WORK TASK 1 —
Using the Bax microsatellite passage, answer each question in a few words.
(a) What share of HNPCC patients have high microsatellite instability?
(b) How were the human buccal cells collected?
(c) What Bax microsatellite sequence was found in both patient samples?
WORK TASK 2 — Turn the paragraph of the Bax microsatellite passage that begins "Human buccal cells were collected" into a short bulleted list that keeps its main facts.
WORK TASK 3 — Reproduce the Bax microsatellite passage word for word, starting at "Human buccal cells" and ending at "individuals’ clinical history.".

SOURCE EXTRACT —

▬▬▬

Over 90% of hereditary nonpolyposis colorectal cancer (HNPCC, or Lynch syndrome) patients have high microsatellite instability (MSI-H) [1,2]. As HNPCC is caused by germline mutations inherited in an autosomal dominant pattern, the mutations can be detected not only in colon but also in other tissues such as blood and cheek cells [3,4]. In this study, we investigated a microsatellite mutation of tumor suppressor Bax gene in cheek cells. Deletion or insertion of a single guanine nucleotide (G) in the Bax exon 3 microsatellite track results in reading frameshift and premature termination in the Bax transcript, leading to a “Bax-negative” phenotype [5]. Recently, we found that some “Bax-negative” MSI tumor cells contain a functional Bax isoform, BaxΔ2, which is generated when a unique alternative splicing “salvages” the microsatellite frameshift mutation [6]. Therefore, BaxΔ2 can be produced in the Bax microsatellite-mutated cells. Interestingly, BaxΔ2 promotes cell death through the non-canonical mitochondrial pathway and sensitizes cancer cells to selective chemotherapeutics [7]. Currently, detection of MSI mutations relies primarily on analysis of clinical biopsy samples. The detection of Bax microsatellite mutations and BaxΔ2 protein expression in human cheek cells may provide a simple, sensitive and non-invasive screening for potential diagnosis and treatment of a subgroup of MSI colorectal cancer patients.

Human buccal cells were collected through mouth-wash and all experiments were performed with Institutional Review Board (IRB) approval. Cells were collected from two control-individuals with no cancer history (denoted Control-1 and Control-2) and another two individuals from a family with HNPCC history (Patient-1 and Patient-2). Genomic DNA was isolated from their buccal cells and Bax microsatellite status was determined by PCR with Bax specific primers and sequenced as described previously [6]. The representative sequence results from two individuals are shown in (Figure 1A) (Control-1, left panel; Patient-1, right panel). The homogenous wild type Bax microsatellite sequence containing eight guanines (G8) was detected in both control samples, while heterogeneous Bax (G7, G8) was detected in both patient samples, consistent with the corresponding individuals’ clinical history.

▬▬▬

Saved entries
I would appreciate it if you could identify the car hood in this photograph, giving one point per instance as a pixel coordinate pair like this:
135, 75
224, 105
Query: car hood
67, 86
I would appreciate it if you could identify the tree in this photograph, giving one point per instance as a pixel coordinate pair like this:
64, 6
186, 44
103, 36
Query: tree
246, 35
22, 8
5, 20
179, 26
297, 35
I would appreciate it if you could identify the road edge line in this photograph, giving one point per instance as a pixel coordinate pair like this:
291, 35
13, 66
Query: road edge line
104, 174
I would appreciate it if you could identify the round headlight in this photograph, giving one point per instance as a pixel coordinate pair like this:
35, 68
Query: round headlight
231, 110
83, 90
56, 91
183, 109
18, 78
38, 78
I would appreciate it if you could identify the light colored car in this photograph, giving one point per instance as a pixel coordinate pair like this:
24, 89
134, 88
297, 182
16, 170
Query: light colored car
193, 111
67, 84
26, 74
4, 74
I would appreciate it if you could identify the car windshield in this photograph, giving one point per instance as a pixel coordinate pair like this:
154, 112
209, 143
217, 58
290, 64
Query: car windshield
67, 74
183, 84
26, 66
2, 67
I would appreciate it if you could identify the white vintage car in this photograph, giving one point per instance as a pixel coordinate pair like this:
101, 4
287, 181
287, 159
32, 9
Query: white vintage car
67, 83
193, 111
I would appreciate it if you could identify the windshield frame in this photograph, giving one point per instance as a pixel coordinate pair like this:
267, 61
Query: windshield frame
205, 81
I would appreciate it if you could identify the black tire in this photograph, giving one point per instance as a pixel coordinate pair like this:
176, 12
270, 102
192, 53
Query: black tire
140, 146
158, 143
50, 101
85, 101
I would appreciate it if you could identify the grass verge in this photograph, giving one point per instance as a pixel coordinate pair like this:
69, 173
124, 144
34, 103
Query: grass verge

▬▬▬

YOUR SOLUTION 1 —
(a) Over 90%
(b) Through mouth-wash
(c) Heterogeneous Bax (G7, G8)

YOUR SOLUTION 2 —
- Buccal cells were collected by mouth-wash, and all experiments had IRB approval.
- Four individuals gave samples: two controls with no cancer history (Control-1, Control-2) and two members of a family with HNPCC history (Patient-1, Patient-2).
- Genomic DNA from the cells was tested for Bax microsatellite status by PCR with Bax-specific primers and then sequenced.
- Both control samples showed the homogeneous wild-type sequence with eight guanines (G8).
- Both patient samples showed heterogeneous Bax (G7, G8), matching their clinical history.

YOUR SOLUTION 3 —
Human buccal cells were collected through mouth-wash and all experiments were performed with Institutional Review Board (IRB) approval. Cells were collected from two control-individuals with no cancer history (denoted Control-1 and Control-2) and another two individuals from a family with HNPCC history (Patient-1 and Patient-2). Genomic DNA was isolated from their buccal cells and Bax microsatellite status was determined by PCR with Bax specific primers and sequenced as described previously [6]. The representative sequence results from two individuals are shown in (Figure 1A) (Control-1, left panel; Patient-1, right panel). The homogenous wild type Bax microsatellite sequence containing eight guanines (G8) was detected in both control samples, while heterogeneous Bax (G7, G8) was detected in both patient samples, consistent with the corresponding individuals’ clinical history.